start SOURCE DOCUMENT
# 2 RAM's With Different clock speed's is it compatiable???...urgent



## rakemate (Aug 20, 2008)

I have one 256MB DDR2 333Mhz RAM
I am planning to buy a 1GB 800Mhz DDR2...
can i use both rams simultaneouly in my pC..
or i shld buy a 1GB 333MHz RAM..
is there any requirement tht both RAMS must be of same Vendor(Company)..

What is the cost of 1GB 800Mhz RAM...
Plz tell me urgent...

can i use both so that i could get 1.3GB RAM ??...

thanks in advance


----------



## MetalheadGautham (Aug 20, 2008)

is your current ram ddr2 or is it ddr1 ? there is no ddr2 333. only 667. and ddr2 667 costs rs. 700 for 1gb.


----------



## rakemate (Aug 20, 2008)

thanks buddy..
but my bios shows 333Mhz DDR2 Ram...
i have DDR2 Ram..i want one 1GB DDR2 RAm..
can i use both..
Whthr 667Mhz is good..??
plz reply me..
thnks

sorry my friend..
now i looked into my BIOS...
My RAM is 333Mhz DDR only not DDR2...
i am very sorry..

can i use DDR and DDR2 togetherly....

My Motherboard is Intel 915GV P4 Processor 3.00Ghz...
end SOURCE DOCUMENT
start RECORDS PROVIDED
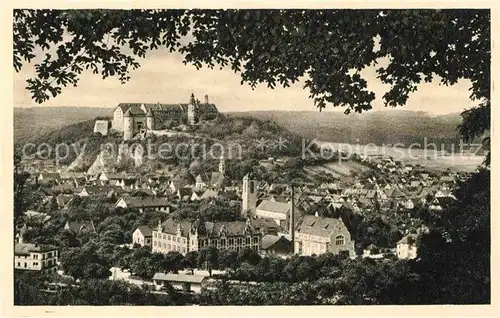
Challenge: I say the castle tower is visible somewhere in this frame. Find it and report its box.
[241,173,257,217]
[123,108,134,140]
[219,156,226,176]
[188,94,196,125]
[146,108,154,131]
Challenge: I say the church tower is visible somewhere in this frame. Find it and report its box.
[188,94,196,125]
[241,173,257,217]
[219,155,226,176]
[123,108,134,140]
[146,109,154,131]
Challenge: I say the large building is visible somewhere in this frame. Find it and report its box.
[153,219,262,254]
[112,94,219,140]
[14,243,58,271]
[294,215,355,256]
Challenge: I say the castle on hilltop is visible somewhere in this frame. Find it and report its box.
[112,94,219,140]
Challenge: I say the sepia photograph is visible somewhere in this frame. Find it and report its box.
[6,7,493,314]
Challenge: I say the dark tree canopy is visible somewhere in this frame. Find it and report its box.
[13,9,491,135]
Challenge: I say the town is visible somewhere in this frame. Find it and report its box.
[14,102,469,304]
[13,6,490,310]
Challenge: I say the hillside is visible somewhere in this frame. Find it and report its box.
[230,110,461,146]
[16,115,322,178]
[14,107,113,144]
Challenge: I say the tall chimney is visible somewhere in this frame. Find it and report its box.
[289,184,295,254]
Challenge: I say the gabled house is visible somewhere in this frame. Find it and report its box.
[177,187,193,201]
[200,189,219,200]
[396,234,418,259]
[132,225,153,246]
[56,194,74,210]
[294,215,355,256]
[194,173,210,191]
[191,191,203,201]
[429,197,455,211]
[64,221,95,234]
[115,196,170,213]
[261,234,293,257]
[255,200,292,228]
[37,172,61,184]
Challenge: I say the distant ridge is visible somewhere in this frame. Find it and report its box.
[228,110,461,146]
[14,106,461,145]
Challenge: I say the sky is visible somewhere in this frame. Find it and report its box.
[14,44,474,115]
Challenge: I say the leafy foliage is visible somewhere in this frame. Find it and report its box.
[13,9,490,112]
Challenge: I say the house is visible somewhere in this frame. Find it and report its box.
[191,191,203,201]
[200,189,219,200]
[153,219,262,254]
[64,221,95,234]
[56,194,74,210]
[115,196,170,213]
[177,187,193,201]
[153,273,207,293]
[14,240,59,272]
[363,244,384,258]
[194,173,210,191]
[403,199,415,210]
[255,200,292,228]
[37,172,61,184]
[251,218,283,235]
[429,197,455,211]
[132,225,153,246]
[169,176,191,193]
[74,185,105,198]
[261,234,293,257]
[210,171,230,188]
[396,233,418,259]
[24,210,50,223]
[294,215,355,256]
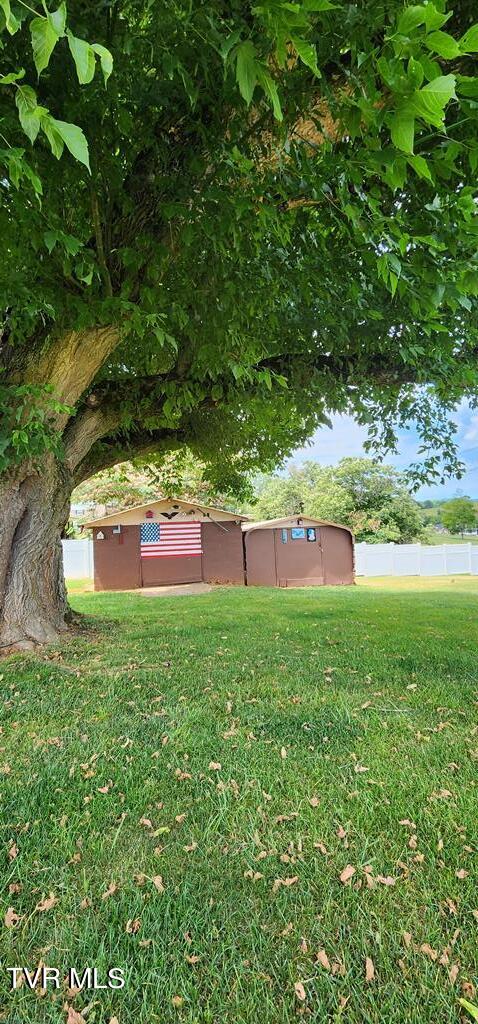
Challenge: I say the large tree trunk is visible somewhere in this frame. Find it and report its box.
[0,456,72,651]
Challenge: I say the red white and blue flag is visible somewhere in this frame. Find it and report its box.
[140,522,203,558]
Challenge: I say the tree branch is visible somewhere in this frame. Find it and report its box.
[91,188,113,299]
[23,325,121,419]
[73,430,186,486]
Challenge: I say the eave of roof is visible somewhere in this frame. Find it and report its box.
[82,498,250,529]
[242,515,353,537]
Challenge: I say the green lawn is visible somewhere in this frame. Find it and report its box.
[0,577,478,1024]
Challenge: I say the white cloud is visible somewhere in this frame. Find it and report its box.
[288,401,478,499]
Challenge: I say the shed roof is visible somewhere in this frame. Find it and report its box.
[83,498,249,529]
[242,515,353,537]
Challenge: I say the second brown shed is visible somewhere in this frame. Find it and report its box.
[242,516,354,587]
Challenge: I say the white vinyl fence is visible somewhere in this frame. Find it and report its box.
[61,538,93,580]
[61,539,478,580]
[355,544,478,575]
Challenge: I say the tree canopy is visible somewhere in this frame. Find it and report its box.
[0,0,478,638]
[253,458,423,544]
[440,498,478,534]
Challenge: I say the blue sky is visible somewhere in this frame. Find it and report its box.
[289,402,478,499]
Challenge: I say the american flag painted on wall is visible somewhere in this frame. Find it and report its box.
[140,522,203,558]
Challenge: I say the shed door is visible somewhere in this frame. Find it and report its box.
[274,527,324,587]
[140,520,203,587]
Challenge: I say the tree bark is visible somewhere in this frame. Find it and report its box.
[0,456,72,651]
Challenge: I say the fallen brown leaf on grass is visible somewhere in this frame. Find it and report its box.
[67,1007,86,1024]
[315,949,331,971]
[244,867,264,882]
[339,864,355,886]
[3,906,21,928]
[272,874,299,893]
[35,893,58,913]
[101,882,118,899]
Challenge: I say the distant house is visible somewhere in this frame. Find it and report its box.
[84,498,354,590]
[84,498,247,590]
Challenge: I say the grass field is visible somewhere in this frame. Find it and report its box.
[0,578,478,1024]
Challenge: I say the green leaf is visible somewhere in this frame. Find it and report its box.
[407,154,433,182]
[47,3,67,37]
[397,4,425,36]
[0,68,25,85]
[258,68,283,121]
[91,43,113,85]
[30,17,59,75]
[41,111,63,160]
[221,29,243,60]
[390,104,415,153]
[460,25,478,53]
[406,57,425,89]
[292,36,320,78]
[235,39,258,106]
[302,0,337,11]
[412,75,457,128]
[397,3,451,36]
[425,32,462,60]
[0,0,19,36]
[67,32,95,85]
[52,118,90,170]
[15,85,43,142]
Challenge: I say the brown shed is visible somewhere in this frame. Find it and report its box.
[242,516,354,587]
[84,498,247,590]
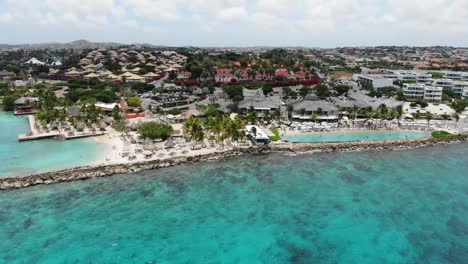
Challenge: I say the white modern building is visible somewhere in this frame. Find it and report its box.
[403,83,444,102]
[353,74,393,89]
[383,70,432,83]
[432,79,453,88]
[443,71,463,80]
[452,81,468,95]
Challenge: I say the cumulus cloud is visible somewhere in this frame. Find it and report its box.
[0,0,468,46]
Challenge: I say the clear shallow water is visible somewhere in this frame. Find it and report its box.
[0,144,468,264]
[0,111,100,177]
[283,131,427,142]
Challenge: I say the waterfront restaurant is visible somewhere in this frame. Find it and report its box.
[14,96,38,115]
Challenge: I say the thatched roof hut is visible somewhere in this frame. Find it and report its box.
[164,139,176,148]
[99,121,107,131]
[75,123,85,132]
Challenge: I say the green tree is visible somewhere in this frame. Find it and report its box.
[424,112,434,129]
[335,85,351,95]
[127,97,141,107]
[112,120,131,133]
[3,94,19,111]
[138,122,172,140]
[299,86,312,97]
[315,84,330,99]
[112,105,120,120]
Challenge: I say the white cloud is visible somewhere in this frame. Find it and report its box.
[0,0,468,46]
[256,0,303,15]
[124,0,180,21]
[217,7,248,22]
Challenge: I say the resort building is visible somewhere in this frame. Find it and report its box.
[383,70,432,83]
[353,74,393,89]
[444,71,463,80]
[291,95,339,121]
[452,81,468,96]
[403,84,443,102]
[245,126,272,145]
[432,79,453,88]
[14,96,39,115]
[238,88,281,113]
[0,71,15,80]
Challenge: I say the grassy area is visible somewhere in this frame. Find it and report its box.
[432,131,453,138]
[268,128,281,141]
[330,71,353,79]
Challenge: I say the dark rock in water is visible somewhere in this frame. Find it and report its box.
[447,215,468,236]
[339,172,366,185]
[23,218,34,229]
[42,239,53,248]
[351,162,372,172]
[255,172,274,184]
[0,135,468,190]
[444,243,468,264]
[229,176,247,184]
[140,190,153,198]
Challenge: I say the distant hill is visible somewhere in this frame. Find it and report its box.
[0,40,164,51]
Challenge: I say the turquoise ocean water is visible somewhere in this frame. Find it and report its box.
[0,111,100,177]
[0,144,468,264]
[283,131,427,142]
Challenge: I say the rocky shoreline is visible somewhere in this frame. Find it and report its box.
[0,135,468,190]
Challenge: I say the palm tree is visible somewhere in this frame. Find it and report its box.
[424,112,434,129]
[395,105,403,127]
[298,108,307,116]
[442,114,450,127]
[353,105,359,120]
[286,105,294,118]
[310,113,320,122]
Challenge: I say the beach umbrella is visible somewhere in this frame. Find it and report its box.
[102,116,114,125]
[143,144,158,150]
[75,123,84,131]
[164,139,175,148]
[99,121,107,130]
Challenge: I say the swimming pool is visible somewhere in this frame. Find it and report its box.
[283,131,428,142]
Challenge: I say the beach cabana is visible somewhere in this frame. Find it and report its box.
[75,123,84,132]
[143,150,153,159]
[164,139,176,148]
[99,121,107,131]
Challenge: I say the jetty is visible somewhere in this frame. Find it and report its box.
[18,115,107,141]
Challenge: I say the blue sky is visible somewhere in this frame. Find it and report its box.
[0,0,468,47]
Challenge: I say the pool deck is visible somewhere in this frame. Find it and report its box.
[18,115,107,141]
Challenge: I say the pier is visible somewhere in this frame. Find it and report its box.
[18,115,107,141]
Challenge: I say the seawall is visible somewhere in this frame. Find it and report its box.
[0,135,468,190]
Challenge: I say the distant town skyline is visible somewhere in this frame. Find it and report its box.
[0,0,468,48]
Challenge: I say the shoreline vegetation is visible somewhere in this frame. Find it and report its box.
[0,135,468,190]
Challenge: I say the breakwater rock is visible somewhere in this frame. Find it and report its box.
[0,135,468,190]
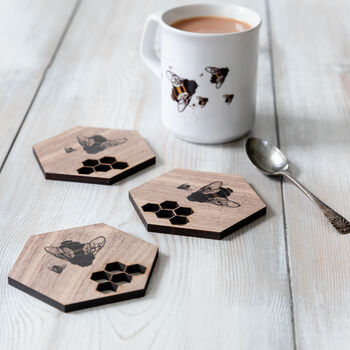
end RECORDS PROVIDED
### SET TASKS
1. List every RAM clock speed, in MHz, that appears in the RAM compatibility thread. Do not include the processor speed.
2. Continue the RAM compatibility thread from the point where it stops.

### TASK-BY-TASK ANSWERS
1. 333 MHz, 800 MHz, 667 MHz

2.
Can i use a DDR2 1GB ram ...
plz help me out...


----------



## ashu888ashu888 (Aug 20, 2008)

U cannot use DDR1 adn DDR2, infact DDR1 with different frequencies is also jus incompatible so the DDR1+DDR2 is jus out of the question.. 

SInce ur RAM is 333Mhz DDR (a.k.a DDR-1) u can buy another 333Mhz DDR-1 RAM. but u knw wat buddy, these often leads to imcompatibility, bcoz if u RAm is a bit old, say months...so getting a fully compatible RAM (identical RAM) to the one u already having is a tough job, its better if u can sell the older RAM and buy a brand new 2 DDR-1 RAms.. 
--------------------


Cheers n e-peace....


----------



## MetalheadGautham (Aug 20, 2008)

You can't use DDR2 RAM unless your motherboard supports it.
Luckily, 915*GV* chipset supports *DDR2 533 MHz RAM*. (My 915*GL* does not )

So see if you can buy DDR2 533 MHz RAM. Its rare, but its worth searching.
Lots of people are trying to dispose off their old DDR2 533MHz RAM sticks. See if you can get a second hand stick for cheap, as it must come under 500 rupees for a gig. +


----------



## rakemate (Aug 20, 2008)

thanks
u mean my current RAM is not usable if i by a DDR2..
If i buy a DDR then i think i can use the 256MB DDR isnt??...

which is better?? DDR or DDR2...

DDR 1Gb how much??...


----------



## ashu888ashu888 (Aug 20, 2008)

^^

well as said in MetalHeadGautam's reply, he says that ur mobo supports DDR2, but to be really sure, plz check ur manual.. 

if it doesnt support, then go in for a 1 GB DDR1(333 or 400 Mhz) it will cost u around 1500 (i guess, not sure)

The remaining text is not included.